=== PAGE EXCERPT ===

3. SET CLEAR AND HIGH EXPECTATIONS
Goals don’t matter unless you’re going to be held accountable to make them happen. Jordan was confident in his own and his teammates’ abilities. He talks at length in the documentary about pulling his team up from times when they were down in the first half without hope of a win and he had to re-spark spirits or personally take responsibility for overcoming a tough half. If you want to win, you have to have high expectations and be committed to helping the team reach them.
In marketing, each piece of your plan needs to directly contribute to your chief goal. Is there a tactic you’re running because you feel like you “have to” or something you just “always do”? Don’t. Instead, make sure it’s helping you directly reach your goal and reaching expectations. If not, it may be time to cut it.
Has your message been the same for several years while sales are flat? Perhaps it’s time to launch new creative. Take a look at your marketing mix and ensure each “player” — tactic, media plan, message, channel, partner, etc. — is pulling its weight to help you reach your goal.
4. FOCUS ON THE GAME
While it’s true that teams/organizations win championships, it’s also true that, as Jordan said, a game is directly influenced by the players on the court in that moment. There are a lot of moving parts that brands need to account for when building their campaigns, but stay focused on the game itself (your campaigns and marketing strategies) vs. the external things you can’t control in the environment around you. The shifts in the industry and politics are hard to ignore and can influence how you approach your marketing, but they shouldn’t become your strategy. Remember your goals, think about what you can offer in the market that’s different and build a strategy that is relevant to your brand’s needs vs. just countering competitors.

=== PROVIDED DATA ===

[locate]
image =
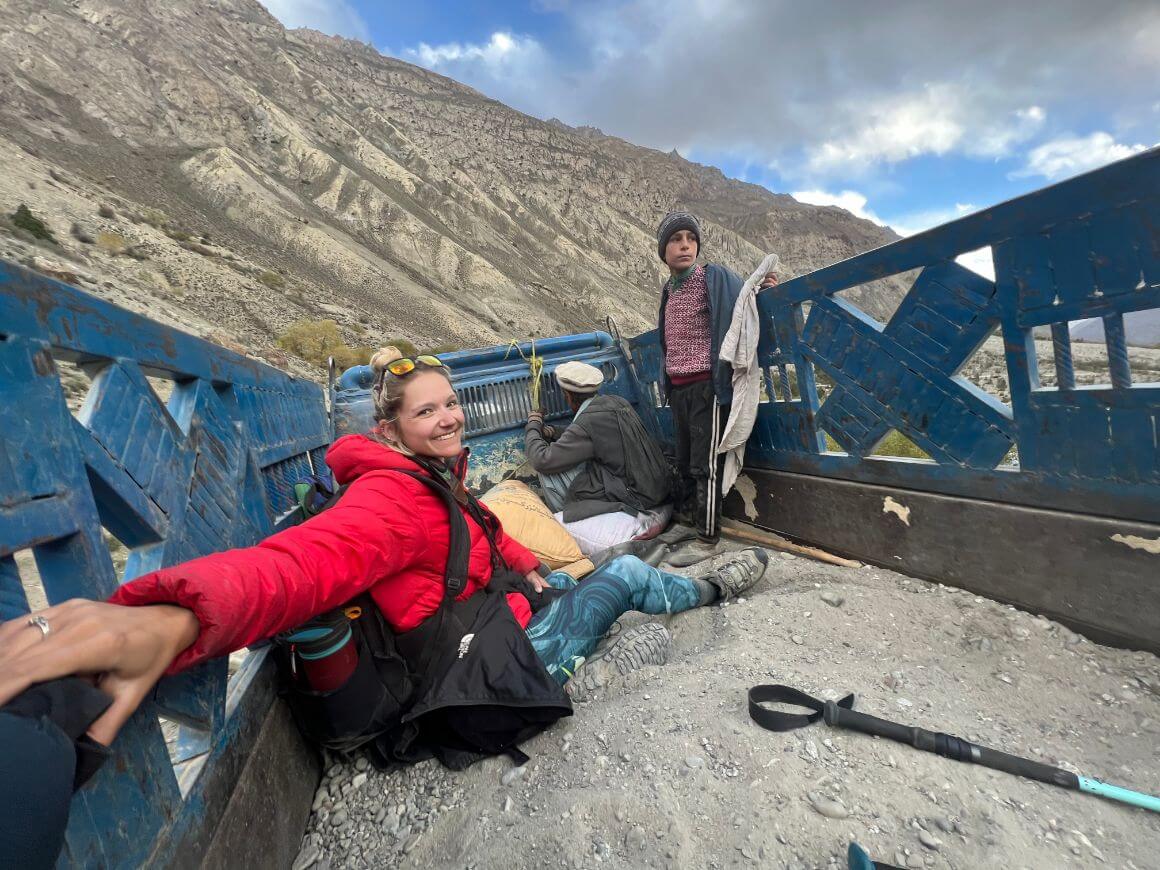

===

Copy the stretch of the page excerpt from "In marketing, each" through "reach your goal.", swapping "marketing mix" for "promotional mix". The data plays no part in this work.

In marketing, each piece of your plan needs to directly contribute to your chief goal. Is there a tactic you’re running because you feel like you “have to” or something you just “always do”? Don’t. Instead, make sure it’s helping you directly reach your goal and reaching expectations. If not, it may be time to cut it.
Has your message been the same for several years while sales are flat? Perhaps it’s time to launch new creative. Take a look at your promotional mix and ensure each “player” — tactic, media plan, message, channel, partner, etc. — is pulling its weight to help you reach your goal.